> 課題 1
本文のうち「テスト期間中にやることがなく」で始まり「それは昨日言ったじゃん!」で終わる部分を、一字一句変えずに書き写してください。
> 課題 2
本文によると、有機化学のテストはどのような形式ですか?

> 本文
雄弁

寝坊した人は私だけじゃなかったようで、有機化学の授業は午後1時から始まった。よかった。で、有機化学の解答(このテストは最初に指定された30題の中から5題出題されるという形式)についての解説を受け、二・三質問などをしてからやることがなくなってしまった。


テスト期間中にやることがなくなってしまうなんて贅沢、あるいは何かやることを忘れているだけに決まっているので、昨日やりきれなかった物理の過去問+授業中にやった問題を解くことにしたら、みんなが集まって来て結局は電磁気学問題演習の様相を呈することになってしまった次第であった。


で、解き始めたのはいいが


それは昨日言ったじゃん!


という場面で質問多く、話の腰がおれる。昨日のおさらいのときにもいないのに途中で入ってきて


どこが出ますか?


などという愚問をかます輩は別として(私は出題者ではないので当然答えられない)、昨日言ったことを覚えていない、という事態についてはこちらにも非があるので、ちょっと意気消沈してしまった。教えるって、やっぱり難しいなあ。特に、昨日の授業はたぶん今までで最高の人数(40人程度いた:普段教授がやってる本物の授業よりも出席者は多い)に教えているので、慣れていないというのもあったろう。そして私は物理学専攻だったことはない(中国語→英語教育→医学)ので、質問が来ても何ともいえず答えられないというのも理由の一つであろう。

> データセットの項目
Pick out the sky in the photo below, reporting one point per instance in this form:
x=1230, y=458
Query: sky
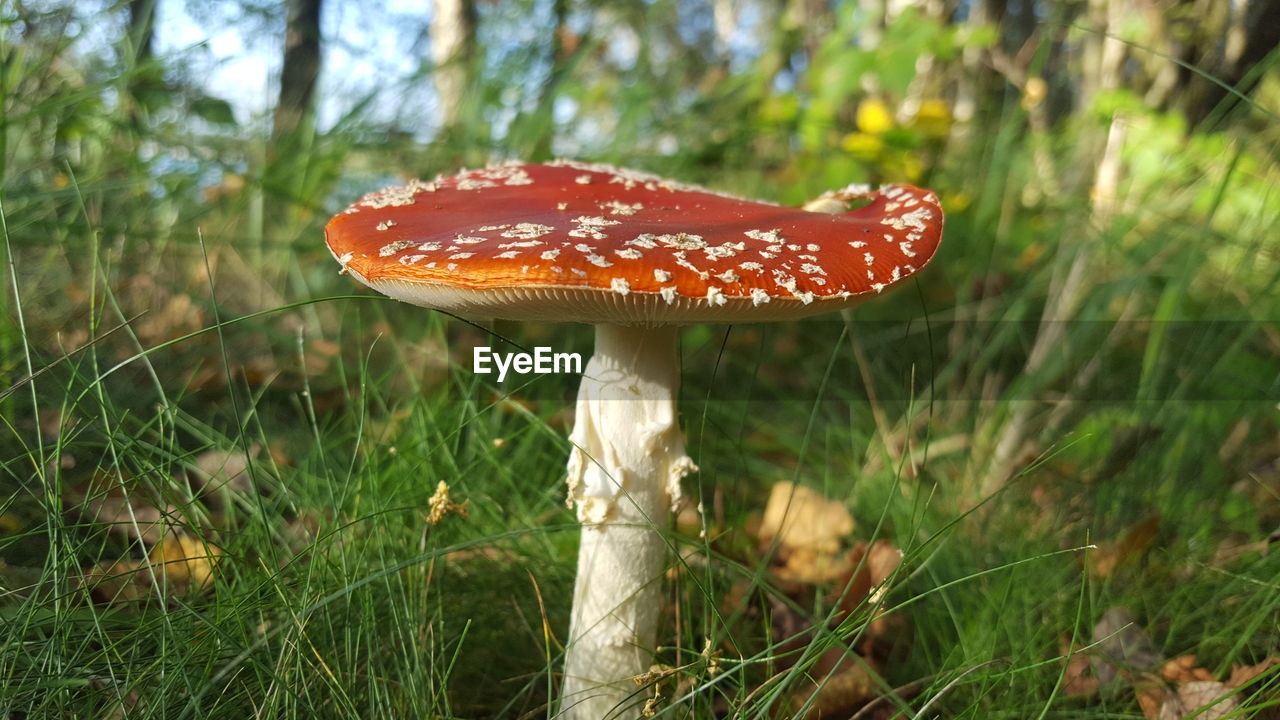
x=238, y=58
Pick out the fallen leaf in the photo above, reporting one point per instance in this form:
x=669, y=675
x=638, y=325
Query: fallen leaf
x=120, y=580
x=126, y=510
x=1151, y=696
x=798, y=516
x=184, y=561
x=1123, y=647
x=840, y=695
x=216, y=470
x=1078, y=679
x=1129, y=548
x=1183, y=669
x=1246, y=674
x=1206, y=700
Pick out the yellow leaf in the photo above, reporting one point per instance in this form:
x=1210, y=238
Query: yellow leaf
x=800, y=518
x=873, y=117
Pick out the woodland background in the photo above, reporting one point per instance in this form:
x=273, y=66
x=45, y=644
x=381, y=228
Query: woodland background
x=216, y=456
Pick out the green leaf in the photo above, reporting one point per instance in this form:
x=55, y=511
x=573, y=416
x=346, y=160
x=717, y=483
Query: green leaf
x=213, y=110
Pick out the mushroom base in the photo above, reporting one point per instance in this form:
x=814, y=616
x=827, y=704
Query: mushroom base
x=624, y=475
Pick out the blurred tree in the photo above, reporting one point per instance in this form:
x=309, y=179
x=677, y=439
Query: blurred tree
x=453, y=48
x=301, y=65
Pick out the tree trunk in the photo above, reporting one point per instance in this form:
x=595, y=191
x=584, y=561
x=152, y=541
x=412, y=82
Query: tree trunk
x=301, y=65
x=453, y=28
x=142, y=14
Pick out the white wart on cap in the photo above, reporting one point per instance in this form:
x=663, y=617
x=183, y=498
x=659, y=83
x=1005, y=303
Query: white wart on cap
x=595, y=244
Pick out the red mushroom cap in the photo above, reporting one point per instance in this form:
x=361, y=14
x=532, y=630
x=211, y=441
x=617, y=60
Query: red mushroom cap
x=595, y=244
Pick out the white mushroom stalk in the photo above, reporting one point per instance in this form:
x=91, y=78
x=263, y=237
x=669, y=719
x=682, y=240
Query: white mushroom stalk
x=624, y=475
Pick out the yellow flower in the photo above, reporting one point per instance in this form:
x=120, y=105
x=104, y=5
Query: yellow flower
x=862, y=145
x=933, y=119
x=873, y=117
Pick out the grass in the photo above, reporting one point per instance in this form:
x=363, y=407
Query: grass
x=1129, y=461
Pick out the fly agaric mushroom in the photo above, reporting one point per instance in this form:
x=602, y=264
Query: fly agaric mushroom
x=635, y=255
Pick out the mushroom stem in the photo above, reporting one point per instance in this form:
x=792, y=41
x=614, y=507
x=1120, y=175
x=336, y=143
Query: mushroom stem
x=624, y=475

--

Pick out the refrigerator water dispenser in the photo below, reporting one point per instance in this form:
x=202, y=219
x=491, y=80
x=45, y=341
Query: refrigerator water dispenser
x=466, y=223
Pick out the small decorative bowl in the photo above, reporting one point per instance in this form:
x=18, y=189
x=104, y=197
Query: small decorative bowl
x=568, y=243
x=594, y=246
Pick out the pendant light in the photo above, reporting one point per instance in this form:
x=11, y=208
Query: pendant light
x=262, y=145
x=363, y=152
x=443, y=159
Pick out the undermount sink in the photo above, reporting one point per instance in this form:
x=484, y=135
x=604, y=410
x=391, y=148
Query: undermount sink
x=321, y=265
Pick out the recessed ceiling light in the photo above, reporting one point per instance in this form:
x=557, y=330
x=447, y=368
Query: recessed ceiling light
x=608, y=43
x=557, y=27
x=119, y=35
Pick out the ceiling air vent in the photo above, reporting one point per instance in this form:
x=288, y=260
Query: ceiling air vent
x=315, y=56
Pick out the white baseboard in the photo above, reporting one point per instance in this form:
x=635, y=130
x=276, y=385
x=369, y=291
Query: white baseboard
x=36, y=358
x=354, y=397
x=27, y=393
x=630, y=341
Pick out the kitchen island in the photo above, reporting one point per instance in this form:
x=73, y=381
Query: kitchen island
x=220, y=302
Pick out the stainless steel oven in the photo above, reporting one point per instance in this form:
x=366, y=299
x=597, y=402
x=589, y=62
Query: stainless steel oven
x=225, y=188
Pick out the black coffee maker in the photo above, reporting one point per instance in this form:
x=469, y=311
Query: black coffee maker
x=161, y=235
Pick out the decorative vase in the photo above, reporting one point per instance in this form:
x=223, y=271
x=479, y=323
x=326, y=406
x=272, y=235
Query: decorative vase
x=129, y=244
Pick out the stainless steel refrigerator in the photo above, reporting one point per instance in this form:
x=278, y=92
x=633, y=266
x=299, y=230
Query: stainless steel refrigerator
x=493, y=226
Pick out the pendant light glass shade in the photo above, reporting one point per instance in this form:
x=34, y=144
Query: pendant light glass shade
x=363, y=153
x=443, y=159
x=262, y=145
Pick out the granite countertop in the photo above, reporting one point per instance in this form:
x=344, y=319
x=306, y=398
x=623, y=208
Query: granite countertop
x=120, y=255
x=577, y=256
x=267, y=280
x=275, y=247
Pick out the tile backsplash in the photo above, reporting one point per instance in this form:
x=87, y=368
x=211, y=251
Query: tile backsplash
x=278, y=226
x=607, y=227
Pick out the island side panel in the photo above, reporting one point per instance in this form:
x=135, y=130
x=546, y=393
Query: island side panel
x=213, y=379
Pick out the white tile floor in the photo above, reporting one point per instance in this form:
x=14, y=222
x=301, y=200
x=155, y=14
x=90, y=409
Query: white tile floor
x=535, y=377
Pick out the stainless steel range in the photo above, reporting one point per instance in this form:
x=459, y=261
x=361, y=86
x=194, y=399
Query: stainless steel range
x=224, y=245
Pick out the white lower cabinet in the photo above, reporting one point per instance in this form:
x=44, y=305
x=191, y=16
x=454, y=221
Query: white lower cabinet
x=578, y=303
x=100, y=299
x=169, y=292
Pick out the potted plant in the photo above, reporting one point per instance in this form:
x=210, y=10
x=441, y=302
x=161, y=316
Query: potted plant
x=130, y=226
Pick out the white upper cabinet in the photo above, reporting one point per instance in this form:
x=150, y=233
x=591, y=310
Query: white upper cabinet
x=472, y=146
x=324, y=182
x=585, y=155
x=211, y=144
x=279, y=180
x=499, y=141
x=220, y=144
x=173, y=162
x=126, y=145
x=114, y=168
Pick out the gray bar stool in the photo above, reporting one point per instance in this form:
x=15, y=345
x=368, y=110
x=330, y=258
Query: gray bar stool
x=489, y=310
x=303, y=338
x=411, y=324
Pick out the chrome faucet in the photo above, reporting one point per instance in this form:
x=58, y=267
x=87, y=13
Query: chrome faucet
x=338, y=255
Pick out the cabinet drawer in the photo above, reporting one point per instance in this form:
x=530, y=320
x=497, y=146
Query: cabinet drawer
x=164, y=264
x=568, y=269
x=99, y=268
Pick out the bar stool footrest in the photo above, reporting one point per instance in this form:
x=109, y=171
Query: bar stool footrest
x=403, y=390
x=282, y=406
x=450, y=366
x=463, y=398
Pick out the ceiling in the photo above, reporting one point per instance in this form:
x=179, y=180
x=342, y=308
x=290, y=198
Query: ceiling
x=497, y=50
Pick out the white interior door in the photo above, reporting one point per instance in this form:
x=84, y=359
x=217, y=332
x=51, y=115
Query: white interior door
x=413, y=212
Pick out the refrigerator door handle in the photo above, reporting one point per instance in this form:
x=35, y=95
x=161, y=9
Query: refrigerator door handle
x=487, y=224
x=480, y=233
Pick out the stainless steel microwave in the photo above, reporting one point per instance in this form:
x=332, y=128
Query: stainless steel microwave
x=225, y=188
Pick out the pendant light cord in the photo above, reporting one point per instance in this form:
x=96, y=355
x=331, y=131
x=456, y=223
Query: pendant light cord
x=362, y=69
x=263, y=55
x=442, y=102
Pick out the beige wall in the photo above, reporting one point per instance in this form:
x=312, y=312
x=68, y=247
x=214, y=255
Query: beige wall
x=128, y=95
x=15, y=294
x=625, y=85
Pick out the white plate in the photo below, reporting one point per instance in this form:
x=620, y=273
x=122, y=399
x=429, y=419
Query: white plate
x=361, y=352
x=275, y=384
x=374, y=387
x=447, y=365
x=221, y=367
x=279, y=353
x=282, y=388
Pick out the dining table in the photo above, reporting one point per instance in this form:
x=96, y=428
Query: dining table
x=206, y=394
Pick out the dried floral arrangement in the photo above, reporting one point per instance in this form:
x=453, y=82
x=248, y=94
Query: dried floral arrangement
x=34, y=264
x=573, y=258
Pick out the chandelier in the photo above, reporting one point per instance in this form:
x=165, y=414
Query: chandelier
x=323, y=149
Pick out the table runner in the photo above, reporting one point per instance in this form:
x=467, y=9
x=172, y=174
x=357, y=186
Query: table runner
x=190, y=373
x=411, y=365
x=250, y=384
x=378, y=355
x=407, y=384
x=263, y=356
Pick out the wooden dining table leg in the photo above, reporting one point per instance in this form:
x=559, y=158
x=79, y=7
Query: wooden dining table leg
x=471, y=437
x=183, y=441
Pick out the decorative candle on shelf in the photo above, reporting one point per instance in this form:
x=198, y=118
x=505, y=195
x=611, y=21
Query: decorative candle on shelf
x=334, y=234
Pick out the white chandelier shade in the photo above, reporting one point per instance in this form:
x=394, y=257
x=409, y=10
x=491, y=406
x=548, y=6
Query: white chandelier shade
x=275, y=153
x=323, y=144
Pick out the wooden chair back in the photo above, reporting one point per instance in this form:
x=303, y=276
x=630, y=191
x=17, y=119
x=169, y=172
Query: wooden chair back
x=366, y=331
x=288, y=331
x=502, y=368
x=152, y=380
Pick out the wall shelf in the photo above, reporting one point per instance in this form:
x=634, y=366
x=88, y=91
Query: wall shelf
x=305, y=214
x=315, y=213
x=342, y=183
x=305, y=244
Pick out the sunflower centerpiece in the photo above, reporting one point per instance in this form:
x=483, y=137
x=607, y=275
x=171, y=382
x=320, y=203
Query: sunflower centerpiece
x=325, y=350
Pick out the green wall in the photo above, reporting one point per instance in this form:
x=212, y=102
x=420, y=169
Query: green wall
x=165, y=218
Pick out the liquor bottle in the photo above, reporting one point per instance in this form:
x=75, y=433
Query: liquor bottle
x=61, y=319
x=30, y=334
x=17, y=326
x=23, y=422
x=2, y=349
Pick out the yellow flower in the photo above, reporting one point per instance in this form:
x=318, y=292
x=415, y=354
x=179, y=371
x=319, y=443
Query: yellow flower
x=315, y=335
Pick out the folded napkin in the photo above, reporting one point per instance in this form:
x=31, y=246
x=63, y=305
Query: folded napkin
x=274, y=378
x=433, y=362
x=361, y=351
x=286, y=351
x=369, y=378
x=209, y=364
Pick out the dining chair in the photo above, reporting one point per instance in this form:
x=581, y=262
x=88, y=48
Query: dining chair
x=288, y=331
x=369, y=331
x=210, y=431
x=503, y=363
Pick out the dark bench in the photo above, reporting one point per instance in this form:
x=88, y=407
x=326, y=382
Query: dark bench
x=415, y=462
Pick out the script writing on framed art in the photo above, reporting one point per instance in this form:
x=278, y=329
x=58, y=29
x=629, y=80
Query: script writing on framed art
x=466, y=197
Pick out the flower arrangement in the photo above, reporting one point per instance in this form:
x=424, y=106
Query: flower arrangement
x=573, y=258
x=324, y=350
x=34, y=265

> 出力結果 1
テスト期間中にやることがなくなってしまうなんて贅沢、あるいは何かやることを忘れているだけに決まっているので、昨日やりきれなかった物理の過去問+授業中にやった問題を解くことにしたら、みんなが集まって来て結局は電磁気学問題演習の様相を呈することになってしまった次第であった。


で、解き始めたのはいいが


それは昨日言ったじゃん!

> 出力結果 2
最初に指定された30題の中から5題が出題される形式です。